- **Document segment**:

==========

Doshi cites another study that showed a clear benefit for the flu vaccine, only to cast doubt on it with this argument:
“No evidence exists, however, to show that this reduction in risk of symptomatic influenza for a specific population—here, among healthy adults—extrapolates into any reduced risk of serious complications from influenza such as hospitalizations or death in another population.”
Again, Doshi’s argument doesn’t prove that the original study was wrong, only that it doesn’t apply to everyone. But Doshi’s motivation, as evidenced by the relentlessly negative slant of his entire article, seems to be to convince people that the flu vaccine is bad.
Not surprisingly, the anti-vaccine movement has embraced Doshi (for example, here and here). And unfortunately, he seems to have accepted their acclaim: in 2009, he spoke at an anti-vaccine conference hosted by NVIC, a notorious (and misleadingly named) anti-vaccination group.

==========

- **What to work on**: From the passage on Doshi and the flu vaccine, reproduce word for word the stretch from "Again, Doshi’s argument" through "vaccine is bad.".

- **Stored data**:
==========

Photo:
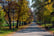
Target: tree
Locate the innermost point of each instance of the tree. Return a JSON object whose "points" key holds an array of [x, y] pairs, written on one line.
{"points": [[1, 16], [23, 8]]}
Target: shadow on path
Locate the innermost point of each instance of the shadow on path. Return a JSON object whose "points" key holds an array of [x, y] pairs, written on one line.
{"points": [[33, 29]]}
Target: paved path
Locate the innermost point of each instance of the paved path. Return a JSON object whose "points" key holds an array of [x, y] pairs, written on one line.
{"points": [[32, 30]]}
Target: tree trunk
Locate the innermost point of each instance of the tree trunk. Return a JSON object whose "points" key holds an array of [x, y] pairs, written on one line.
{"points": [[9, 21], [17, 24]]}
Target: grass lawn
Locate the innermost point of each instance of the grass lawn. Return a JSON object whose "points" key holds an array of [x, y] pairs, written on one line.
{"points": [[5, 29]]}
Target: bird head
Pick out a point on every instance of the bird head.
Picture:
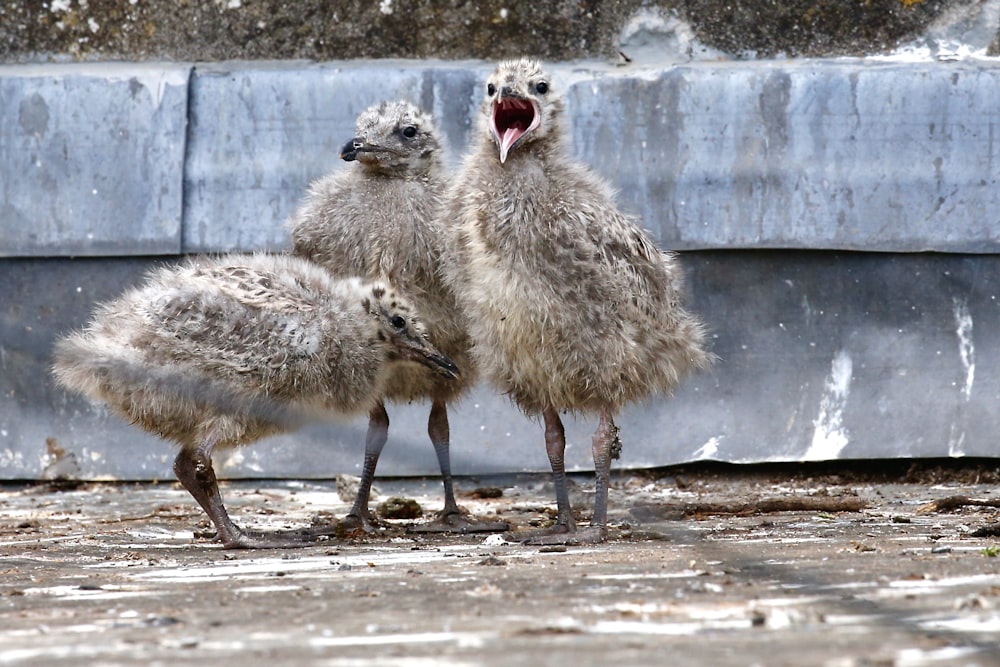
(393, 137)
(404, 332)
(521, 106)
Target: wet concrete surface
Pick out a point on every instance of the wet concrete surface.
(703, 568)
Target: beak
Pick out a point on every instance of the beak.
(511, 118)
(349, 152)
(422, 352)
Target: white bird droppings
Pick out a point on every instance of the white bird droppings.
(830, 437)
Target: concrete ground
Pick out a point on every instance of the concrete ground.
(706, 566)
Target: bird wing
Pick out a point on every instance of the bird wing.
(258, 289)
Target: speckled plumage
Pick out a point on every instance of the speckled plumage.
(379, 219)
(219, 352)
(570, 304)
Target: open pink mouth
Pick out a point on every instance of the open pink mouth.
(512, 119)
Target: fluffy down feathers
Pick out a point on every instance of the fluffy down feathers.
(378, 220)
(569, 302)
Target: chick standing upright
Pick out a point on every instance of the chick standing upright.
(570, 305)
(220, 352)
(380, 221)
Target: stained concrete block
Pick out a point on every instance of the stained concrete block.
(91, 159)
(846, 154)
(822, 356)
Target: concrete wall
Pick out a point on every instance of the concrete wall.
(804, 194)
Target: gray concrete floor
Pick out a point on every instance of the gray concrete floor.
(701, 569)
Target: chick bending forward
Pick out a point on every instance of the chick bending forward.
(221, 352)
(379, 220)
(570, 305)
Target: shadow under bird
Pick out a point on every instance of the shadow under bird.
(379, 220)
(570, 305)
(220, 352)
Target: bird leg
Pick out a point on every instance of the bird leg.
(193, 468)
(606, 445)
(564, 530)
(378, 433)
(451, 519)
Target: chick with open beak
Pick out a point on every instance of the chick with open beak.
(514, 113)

==========

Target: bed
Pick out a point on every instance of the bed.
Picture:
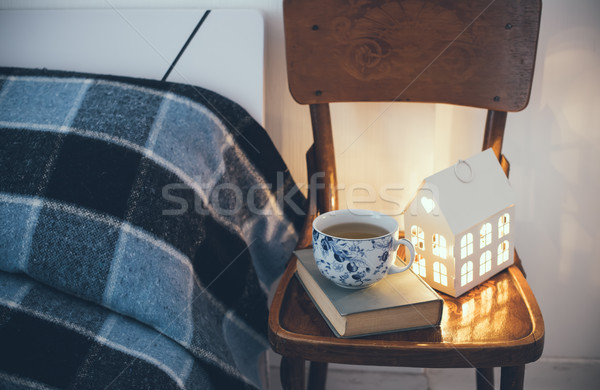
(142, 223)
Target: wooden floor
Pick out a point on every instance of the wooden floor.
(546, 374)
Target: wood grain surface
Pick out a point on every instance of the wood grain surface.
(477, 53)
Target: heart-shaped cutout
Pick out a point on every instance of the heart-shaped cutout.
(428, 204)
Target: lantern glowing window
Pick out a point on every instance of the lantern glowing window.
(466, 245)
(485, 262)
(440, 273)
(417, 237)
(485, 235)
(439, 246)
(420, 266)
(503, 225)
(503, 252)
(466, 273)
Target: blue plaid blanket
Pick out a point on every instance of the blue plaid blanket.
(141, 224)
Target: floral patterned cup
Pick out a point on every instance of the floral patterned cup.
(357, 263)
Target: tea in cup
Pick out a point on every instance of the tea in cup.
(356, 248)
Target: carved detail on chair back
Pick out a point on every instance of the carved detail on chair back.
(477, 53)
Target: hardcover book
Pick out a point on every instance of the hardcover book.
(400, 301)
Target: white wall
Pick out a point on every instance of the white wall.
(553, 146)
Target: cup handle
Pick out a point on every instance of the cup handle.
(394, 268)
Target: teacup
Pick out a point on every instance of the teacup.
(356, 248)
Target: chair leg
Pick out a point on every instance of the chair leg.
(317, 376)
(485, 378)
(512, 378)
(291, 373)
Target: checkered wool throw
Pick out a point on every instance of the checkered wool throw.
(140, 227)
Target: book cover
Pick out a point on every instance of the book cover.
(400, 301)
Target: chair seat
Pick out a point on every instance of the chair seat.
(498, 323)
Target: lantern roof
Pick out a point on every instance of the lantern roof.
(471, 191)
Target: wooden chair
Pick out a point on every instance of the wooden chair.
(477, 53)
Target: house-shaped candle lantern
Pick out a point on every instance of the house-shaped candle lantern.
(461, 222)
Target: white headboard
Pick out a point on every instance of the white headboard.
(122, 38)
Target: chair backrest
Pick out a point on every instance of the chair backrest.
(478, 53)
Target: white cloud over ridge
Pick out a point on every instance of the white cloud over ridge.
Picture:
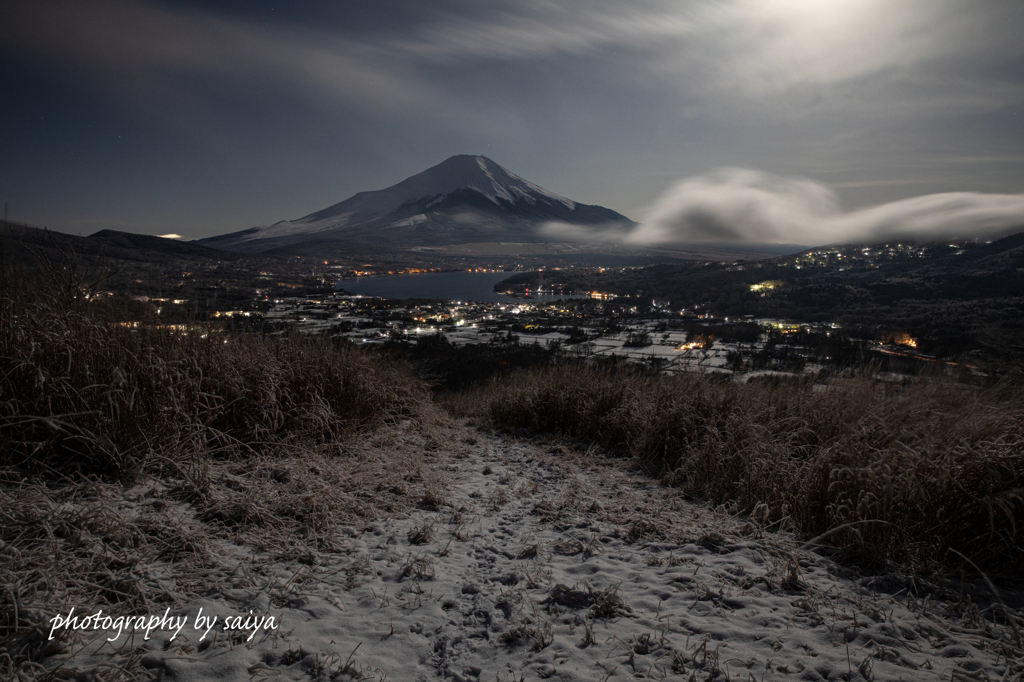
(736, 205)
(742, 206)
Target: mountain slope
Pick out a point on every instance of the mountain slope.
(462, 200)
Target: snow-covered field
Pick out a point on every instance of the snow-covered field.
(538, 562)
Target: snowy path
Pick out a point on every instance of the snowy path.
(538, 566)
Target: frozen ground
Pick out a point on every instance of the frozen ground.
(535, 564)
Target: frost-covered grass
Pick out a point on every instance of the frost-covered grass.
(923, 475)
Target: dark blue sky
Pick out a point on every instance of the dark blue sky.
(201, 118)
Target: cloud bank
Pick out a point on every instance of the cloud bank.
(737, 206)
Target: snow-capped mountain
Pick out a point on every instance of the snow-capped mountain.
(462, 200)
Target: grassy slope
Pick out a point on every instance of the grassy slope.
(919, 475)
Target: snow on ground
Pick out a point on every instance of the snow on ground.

==========

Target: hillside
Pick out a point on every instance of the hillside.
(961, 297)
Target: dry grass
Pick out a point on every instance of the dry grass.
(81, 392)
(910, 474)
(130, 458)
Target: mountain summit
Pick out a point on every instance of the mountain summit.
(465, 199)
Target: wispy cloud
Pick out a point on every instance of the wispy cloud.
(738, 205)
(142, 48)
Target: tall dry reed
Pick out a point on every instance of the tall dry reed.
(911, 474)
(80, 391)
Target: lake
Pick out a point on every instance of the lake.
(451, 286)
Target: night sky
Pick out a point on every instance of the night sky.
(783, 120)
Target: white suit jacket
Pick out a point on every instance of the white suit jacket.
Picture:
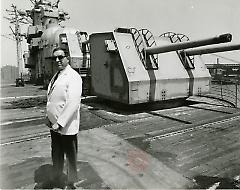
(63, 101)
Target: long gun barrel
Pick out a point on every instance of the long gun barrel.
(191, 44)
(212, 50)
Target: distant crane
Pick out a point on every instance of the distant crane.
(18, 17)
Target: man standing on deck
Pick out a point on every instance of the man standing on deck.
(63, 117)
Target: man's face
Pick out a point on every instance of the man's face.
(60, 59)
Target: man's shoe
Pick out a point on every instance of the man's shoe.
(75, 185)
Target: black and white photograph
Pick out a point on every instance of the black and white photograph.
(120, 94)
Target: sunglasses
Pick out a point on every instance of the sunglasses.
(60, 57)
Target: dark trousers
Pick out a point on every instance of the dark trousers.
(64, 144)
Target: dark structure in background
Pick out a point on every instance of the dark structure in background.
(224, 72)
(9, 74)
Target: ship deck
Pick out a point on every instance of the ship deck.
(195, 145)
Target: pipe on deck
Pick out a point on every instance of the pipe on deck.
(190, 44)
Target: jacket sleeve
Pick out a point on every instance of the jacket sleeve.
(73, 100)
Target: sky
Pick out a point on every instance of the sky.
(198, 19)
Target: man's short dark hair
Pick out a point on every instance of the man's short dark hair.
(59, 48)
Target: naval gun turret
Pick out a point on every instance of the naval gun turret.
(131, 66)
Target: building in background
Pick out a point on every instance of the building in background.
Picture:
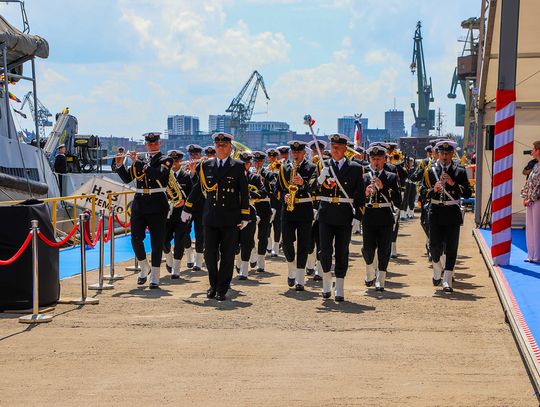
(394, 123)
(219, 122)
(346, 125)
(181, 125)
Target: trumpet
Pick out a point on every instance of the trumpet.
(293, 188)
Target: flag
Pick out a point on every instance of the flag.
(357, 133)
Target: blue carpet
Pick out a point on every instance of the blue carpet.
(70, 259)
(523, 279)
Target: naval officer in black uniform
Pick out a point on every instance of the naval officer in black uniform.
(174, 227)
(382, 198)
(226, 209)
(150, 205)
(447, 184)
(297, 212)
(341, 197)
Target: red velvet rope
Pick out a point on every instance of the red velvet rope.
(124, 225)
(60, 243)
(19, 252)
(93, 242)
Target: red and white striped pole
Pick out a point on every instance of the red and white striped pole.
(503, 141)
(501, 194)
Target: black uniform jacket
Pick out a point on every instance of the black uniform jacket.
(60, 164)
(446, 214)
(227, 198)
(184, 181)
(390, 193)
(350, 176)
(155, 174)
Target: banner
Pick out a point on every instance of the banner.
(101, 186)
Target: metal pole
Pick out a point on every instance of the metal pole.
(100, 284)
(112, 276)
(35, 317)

==========

- **Response to the exercise**:
Again, Doshi’s argument doesn’t prove that the original study was wrong, only that it doesn’t apply to everyone. But Doshi’s motivation, as evidenced by the relentlessly negative slant of his entire article, seems to be to convince people that the flu vaccine is bad.